Written task = Rewrite every line of the entries below as a numbered list, skipping any blank lines. Leave the pictures out of your answer.

Material to process =
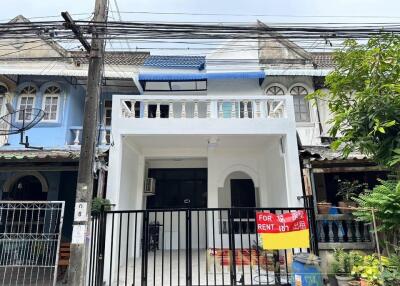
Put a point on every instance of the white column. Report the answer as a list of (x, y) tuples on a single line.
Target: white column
[(292, 169)]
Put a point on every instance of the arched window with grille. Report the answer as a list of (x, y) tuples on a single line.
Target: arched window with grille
[(274, 90), (51, 103), (3, 91), (301, 107), (26, 102)]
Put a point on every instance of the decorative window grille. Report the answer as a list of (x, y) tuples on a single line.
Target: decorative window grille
[(274, 90), (26, 102), (301, 107), (51, 102)]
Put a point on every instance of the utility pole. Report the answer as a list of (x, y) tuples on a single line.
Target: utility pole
[(81, 228)]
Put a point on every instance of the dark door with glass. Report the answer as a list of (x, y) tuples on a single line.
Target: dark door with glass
[(242, 196), (178, 188)]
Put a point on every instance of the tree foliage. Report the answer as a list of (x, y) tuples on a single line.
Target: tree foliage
[(384, 199), (364, 98)]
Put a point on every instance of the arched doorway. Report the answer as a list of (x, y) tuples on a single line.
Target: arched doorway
[(239, 194), (25, 188)]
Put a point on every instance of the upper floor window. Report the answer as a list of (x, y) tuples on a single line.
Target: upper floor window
[(3, 91), (274, 90), (301, 107), (26, 102), (51, 100)]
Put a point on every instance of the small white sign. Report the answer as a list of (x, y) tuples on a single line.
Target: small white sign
[(78, 234), (80, 212)]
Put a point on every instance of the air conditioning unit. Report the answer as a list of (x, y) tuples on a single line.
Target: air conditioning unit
[(149, 187)]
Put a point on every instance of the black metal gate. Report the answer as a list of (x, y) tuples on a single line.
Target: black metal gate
[(187, 247)]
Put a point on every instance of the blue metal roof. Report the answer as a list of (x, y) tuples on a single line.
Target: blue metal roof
[(172, 76), (236, 75), (189, 62), (200, 76)]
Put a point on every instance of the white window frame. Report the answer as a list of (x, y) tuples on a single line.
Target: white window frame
[(45, 95), (19, 104), (303, 97)]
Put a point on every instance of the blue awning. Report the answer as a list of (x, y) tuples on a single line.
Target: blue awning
[(200, 76)]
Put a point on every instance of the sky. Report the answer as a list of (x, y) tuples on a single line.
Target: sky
[(268, 11)]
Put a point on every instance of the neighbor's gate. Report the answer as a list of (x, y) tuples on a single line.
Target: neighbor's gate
[(187, 247), (30, 233)]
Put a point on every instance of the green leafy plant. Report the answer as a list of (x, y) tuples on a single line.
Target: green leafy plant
[(370, 269), (391, 273), (384, 199), (344, 262), (364, 99), (98, 203), (349, 189)]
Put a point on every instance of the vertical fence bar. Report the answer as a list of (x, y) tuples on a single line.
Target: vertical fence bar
[(188, 248), (145, 247), (232, 250)]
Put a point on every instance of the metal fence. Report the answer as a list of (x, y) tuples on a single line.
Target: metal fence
[(187, 247), (30, 235)]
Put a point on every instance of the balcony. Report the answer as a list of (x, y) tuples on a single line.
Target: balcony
[(201, 114), (197, 107)]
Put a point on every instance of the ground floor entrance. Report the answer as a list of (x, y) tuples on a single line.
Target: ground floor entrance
[(201, 246)]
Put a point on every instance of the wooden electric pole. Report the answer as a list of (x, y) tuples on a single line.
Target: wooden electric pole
[(81, 228)]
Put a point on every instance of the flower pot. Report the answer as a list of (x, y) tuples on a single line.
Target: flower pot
[(343, 280), (323, 208)]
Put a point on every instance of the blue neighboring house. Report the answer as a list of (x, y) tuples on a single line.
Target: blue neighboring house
[(48, 77)]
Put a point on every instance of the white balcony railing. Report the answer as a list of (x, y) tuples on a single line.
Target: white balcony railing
[(196, 107)]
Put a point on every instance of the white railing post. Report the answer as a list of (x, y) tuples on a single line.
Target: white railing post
[(220, 109), (266, 107), (103, 140), (77, 133), (196, 110), (133, 112), (158, 112), (146, 110), (245, 111), (257, 112), (171, 110), (233, 109), (183, 113)]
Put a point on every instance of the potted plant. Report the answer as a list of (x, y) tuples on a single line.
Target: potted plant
[(323, 207), (391, 273), (343, 265), (370, 270), (98, 203), (346, 191)]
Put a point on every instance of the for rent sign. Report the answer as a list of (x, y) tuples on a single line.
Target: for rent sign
[(289, 230)]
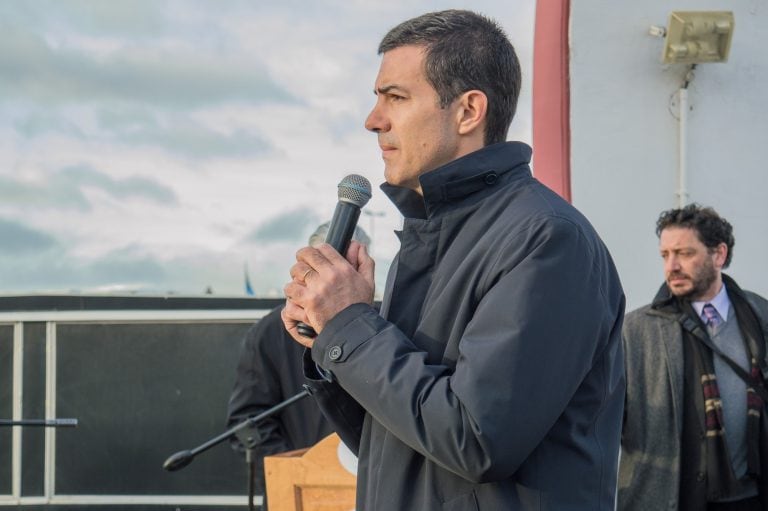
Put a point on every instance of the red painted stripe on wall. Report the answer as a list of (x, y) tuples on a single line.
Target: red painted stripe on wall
[(551, 97)]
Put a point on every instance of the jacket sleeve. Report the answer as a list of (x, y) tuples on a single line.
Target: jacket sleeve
[(257, 387), (548, 311)]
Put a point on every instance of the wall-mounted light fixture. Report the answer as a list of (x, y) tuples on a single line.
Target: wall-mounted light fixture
[(692, 38), (696, 37)]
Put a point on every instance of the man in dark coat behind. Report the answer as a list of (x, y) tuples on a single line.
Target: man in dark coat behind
[(492, 378), (695, 436)]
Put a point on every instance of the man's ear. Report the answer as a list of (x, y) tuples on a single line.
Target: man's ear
[(473, 107)]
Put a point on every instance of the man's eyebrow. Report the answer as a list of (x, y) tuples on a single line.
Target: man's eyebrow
[(387, 89)]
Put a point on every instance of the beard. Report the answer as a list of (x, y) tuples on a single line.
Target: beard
[(701, 281)]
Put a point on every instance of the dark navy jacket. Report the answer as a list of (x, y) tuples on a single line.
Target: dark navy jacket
[(493, 377)]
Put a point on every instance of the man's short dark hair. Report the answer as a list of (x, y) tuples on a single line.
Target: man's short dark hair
[(711, 228), (465, 51)]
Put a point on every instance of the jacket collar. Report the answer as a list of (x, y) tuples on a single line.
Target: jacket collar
[(476, 174)]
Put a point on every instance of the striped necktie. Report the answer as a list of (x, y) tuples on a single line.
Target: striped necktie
[(710, 316)]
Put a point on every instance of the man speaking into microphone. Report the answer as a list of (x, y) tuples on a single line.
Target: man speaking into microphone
[(492, 377)]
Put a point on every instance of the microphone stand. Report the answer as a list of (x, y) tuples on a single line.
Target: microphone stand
[(45, 423), (183, 458)]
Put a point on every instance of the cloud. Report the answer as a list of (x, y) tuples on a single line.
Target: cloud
[(182, 135), (20, 240), (292, 226), (65, 189), (31, 69)]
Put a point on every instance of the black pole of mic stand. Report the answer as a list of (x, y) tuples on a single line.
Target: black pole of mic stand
[(44, 423), (183, 458)]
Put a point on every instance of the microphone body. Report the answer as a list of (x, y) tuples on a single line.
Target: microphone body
[(354, 193)]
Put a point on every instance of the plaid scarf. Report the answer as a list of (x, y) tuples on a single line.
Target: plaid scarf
[(706, 471)]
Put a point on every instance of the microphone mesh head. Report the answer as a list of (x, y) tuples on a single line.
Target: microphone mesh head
[(355, 189)]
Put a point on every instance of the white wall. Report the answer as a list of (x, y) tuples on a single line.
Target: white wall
[(624, 145)]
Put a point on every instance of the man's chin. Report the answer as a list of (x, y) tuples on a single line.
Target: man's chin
[(680, 290)]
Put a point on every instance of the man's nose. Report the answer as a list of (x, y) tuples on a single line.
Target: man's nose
[(672, 264)]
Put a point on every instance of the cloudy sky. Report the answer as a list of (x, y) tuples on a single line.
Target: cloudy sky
[(160, 147)]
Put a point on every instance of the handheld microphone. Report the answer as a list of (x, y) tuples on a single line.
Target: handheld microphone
[(354, 193)]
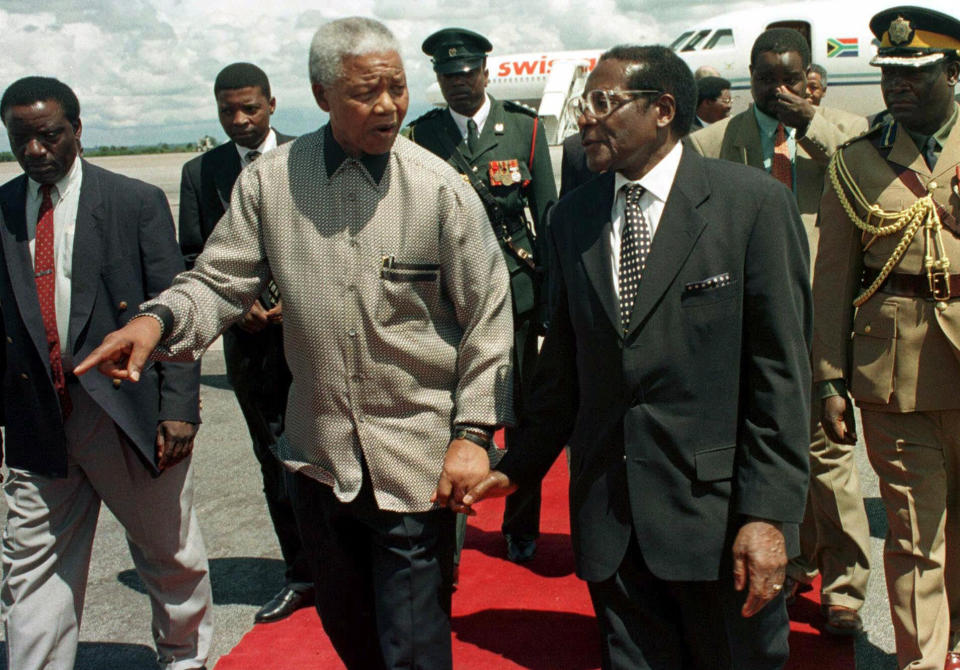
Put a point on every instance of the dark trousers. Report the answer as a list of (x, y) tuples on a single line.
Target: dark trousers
[(647, 623), (378, 577), (521, 512), (258, 373)]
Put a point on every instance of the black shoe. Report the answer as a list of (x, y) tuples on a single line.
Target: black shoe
[(520, 550), (285, 603)]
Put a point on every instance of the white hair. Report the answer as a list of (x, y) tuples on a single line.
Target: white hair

Response to the exercise =
1. Put a point on every instance of the white column. Report the answer as a list of (x, y) tuples on a single line.
2. Target: white column
3. [(292, 169)]
4. Put a point on every instance of the arched window with grille. Report the answer as a list of (x, y) tuples on a single line.
5. Target: arched window with grille
6. [(274, 90), (51, 103), (3, 91), (301, 107), (26, 102)]
7. Put a point on every instance of the decorative window grille. Report the answer as a list of (x, y) tuples on a single line.
8. Target: decorative window grille
9. [(274, 90), (26, 102), (301, 107), (51, 102)]
10. Put a point on every instance of the utility pole. Report the answer as a list of (x, y) tuples on a single line.
11. Target: utility pole
12. [(81, 228)]
13. Put a point on every instance of the dark door with glass. Report the answer as a list of (x, y) tuples on a single line.
14. Target: dark door with glass
15. [(242, 196), (178, 188)]
16. Put a point on every instance of the tree foliage. Report the answer as a list of (x, y) tuples on a single line.
17. Target: tree foliage
18. [(384, 199), (364, 98)]
19. Put a point on every instance of the arched doorway. Report the answer as a list of (x, y) tuples on a single line.
20. Target: arched doorway
21. [(239, 194), (25, 188)]
22. Put a point on every instance of the upper floor window. Report the answer as a list of (x, y) tuples on a single line.
23. Target: upper floor window
24. [(3, 91), (274, 90), (301, 107), (26, 102), (51, 100)]
25. Put a point on every instance of the small white sign. Report the answer as a list of (x, y) tuples on a single line.
26. Target: small white sign
27. [(78, 234), (80, 212)]
28. Put a point on every instance of the air conditioning unit. Report the answer as a list of (x, y) tuples on a single line.
29. Target: air conditioning unit
30. [(149, 187)]
31. Put a point on every instance of the black metal gate. Report the answer as a list of (x, y) tuples on a single line.
32. Target: black metal gate
33. [(187, 247)]
34. Put a point on every instance of the blue metal roof. Report the answer as a list of (x, y) tuples on a single line.
35. Target: blue metal roof
36. [(172, 76), (236, 75), (189, 62), (200, 76)]
37. Put a point on every instance of the white window frame. Report the answer as a list of (x, y) tuples on a single line.
38. Target: white window frame
39. [(45, 95), (19, 104), (303, 97)]
40. Put a point on every instance of the blue awning. Report the answer as a list of (x, y) tuples on a single line.
41. Target: blue awning
42. [(200, 76)]
43. Put a point on every instance of the sky. Report the answer as a list of (x, y) tuples on a single line.
44. Target: sky
45. [(268, 11)]
46. Put a point on every instance of the neighbor's gate. Report the answer as a list of (x, y) tuples on a single line.
47. Target: neighbor's gate
48. [(187, 247), (30, 233)]
49. Put a point on every instance of the green leafy plant. Report the answer as a list of (x, y) tuples on a single line.
50. Target: green leafy plant
51. [(370, 269), (391, 273), (384, 199), (344, 262), (364, 99), (98, 203), (349, 189)]
52. Put a point on every instance of the vertical fence bar. Report the answer as a list of (x, y) tuples on a single line.
53. Target: vertical fence bar
54. [(188, 248), (145, 247), (232, 250)]
55. Put a point on every instance of the metal fence. Report the answer as a list of (x, y) tuples on a single line.
56. Target: metal fence
57. [(187, 247), (30, 235)]
58. Put a point on every instance of the balcony. Report the answer as a list of (x, y) tuples on a single line.
59. Target: balcony
60. [(201, 114), (197, 107)]
61. Put a point on every instance of the ground floor entrance. Report the answer as a list of (x, y) tuples on a single line.
62. Target: ground floor entrance
63. [(201, 246)]
64. Put a point on every instance of the wooden electric pole. Report the answer as a list of (x, y) tuples on a single line.
65. Target: wooden electric pole
66. [(81, 228)]
67. Put a point on every instance of the flower pot. Report the answer as a list of (x, y) tuples on a single line.
68. Target: flower pot
69. [(343, 280), (323, 208)]
70. Put a point on every instance of the blue neighboring house. Report the answer as a list of (x, y) tuples on a single line.
71. Target: blue neighboring house
72. [(48, 77)]
73. Put a point on every instance of the white balcony railing. Report the answer as a list of (x, y) tuples on a single line.
74. Target: white balcony railing
75. [(196, 107)]
76. Put a point on every instance of the white railing post. Report the answer as a list of (x, y) tuples on a single line.
77. Target: white railing post
78. [(220, 109), (266, 107), (103, 140), (77, 133), (196, 110), (133, 112), (158, 112), (146, 110), (245, 111), (257, 112), (171, 110), (233, 109), (183, 113)]
79. Put a point on every instance of the potted plant. Report the answer as a list of (x, y) tuples on a single line.
80. Target: potted plant
81. [(323, 207), (391, 273), (343, 265), (370, 270), (98, 203), (346, 191)]
82. Put a point on every instance of the for rent sign. Report the answer as a list of (x, y) tuples on a single line.
83. Target: for rent sign
84. [(289, 230)]
85. Put a point on every instance of the red painted stripe on wall. Report the answer as a list of (x, y) tuples on a single line.
86. Target: red painted stripe on wall
87. [(551, 97)]
88. Put a point on every instance of the jacket sleeve. Report the answer as a list of (x, y) tuples on a single line.
89. Target: jacket sleeve
90. [(257, 387), (548, 311)]
91. Put a point on every instance of the wall-mounted light fixture. Report the answer as a list of (x, y) tuples on a single line.
92. Target: wall-mounted light fixture
93. [(692, 38), (696, 37)]
94. Put a point on every instance of the man in dark coat behind. Report the answer as a list of (x, y) tuples on a single line.
95. Target: man in dark coat behind
96. [(492, 378), (695, 436)]
97. Put a point on every instance of the man's ear. Report the answer as a list of (x, y) tuples on a single line.
98. Target: man's ear
99. [(473, 107)]
100. Put a point on every instance of the man's eyebrow. Report the answer as a list of (x, y) tuples on a single line.
101. Target: man's eyebrow
102. [(387, 89)]
103. Put a point on every instance of the beard. Report the answer as a list of (x, y) tuples on a single line.
104. Target: beard
105. [(701, 281)]
106. Put a point on every instance of the dark navy jacket. Report the answer as a list of (x, y) tuples on a single line.
107. Target: dark navy jacket
108. [(493, 377)]
109. Put a point on every instance of the man's short dark hair. Report the answer as a list of (x, y) tuples on a single line.
110. Target: man's short dark hair
111. [(711, 228), (465, 51)]
112. Put a point on every instance of the jacket collar. Report the answer as a list of (x, y) tuples on a single line.
113. Target: jacket collar
114. [(476, 174)]
115. Put a point on every instance of the striped necktie. Report the answer as a list of (x, y) tuples on a single line.
116. Target: striped necktie
117. [(710, 316)]
118. Put a point on every instance of the man speaking into microphone. Report the answer as a list of (x, y) tuples on a single line.
119. Target: man speaking into microphone
120. [(492, 377)]
121. Put a point on every instance of the microphone stand. Report the answer as a list of (x, y) tuples on a single line.
122. Target: microphone stand
123. [(45, 423), (183, 458)]
124. Put a point on every instance of the cloud. Report the answer as a list of (x, y) tuples on a single line.
125. Target: cloud
126. [(182, 135), (20, 240), (292, 226), (65, 189), (31, 69)]
127. Put a point on every instance of the black pole of mic stand. Report the answer as a list of (x, y) tuples on a single line.
128. Target: black pole of mic stand
129. [(44, 423), (183, 458)]
130. Put a point on every instance of the microphone body. Report the answer as a list of (x, y) tuples on a single line.
131. Target: microphone body
132. [(354, 193)]
133. Put a point on every instance of the plaid scarf. Report the answer as a list of (x, y) tuples on a single line.
134. Target: plaid scarf
135. [(706, 471)]
136. Put a point on every instance of the microphone mesh head. Report the answer as a list of (x, y) tuples on a single line.
137. Target: microphone mesh head
138. [(355, 189)]
139. Put a point on every instance of the white wall. Report the answer as a list of (x, y) tuples on a single line.
140. Target: white wall
141. [(624, 145)]
142. Put a point on every instance of the man's chin. Report the answer as a list of (x, y) tuples on a single line.
143. Target: man's chin
144. [(680, 290)]
145. Put a point on every instance of the man's nose. Report the answer as a list of (x, y) tuples on a single line.
146. Target: man's nose
147. [(672, 264)]
148. Put a point on every instance of the cloudy sky. Report the answer as a list of (x, y) tuples on a single line.
149. Target: cloudy sky
150. [(160, 147)]
151. Put a point on every instance of the handheld microphone. Report the answer as a list of (x, y) tuples on a single line.
152. Target: handheld microphone
153. [(354, 193)]
154. Put a point on every instance of the dark trousers. Report the answer as a list of (x, y) tuples on a single line.
155. Target: dark trousers
156. [(647, 623), (378, 577), (521, 512), (258, 373)]
157. Put a point on every instance of the black shoe. Report the answer as a list of (x, y) tuples on a single line.
158. Target: black shoe
159. [(520, 550), (285, 603)]
160. Put a point on every instance of the white hair. Report the answer as a list of (x, y) tuples on a single line.
161. Target: white hair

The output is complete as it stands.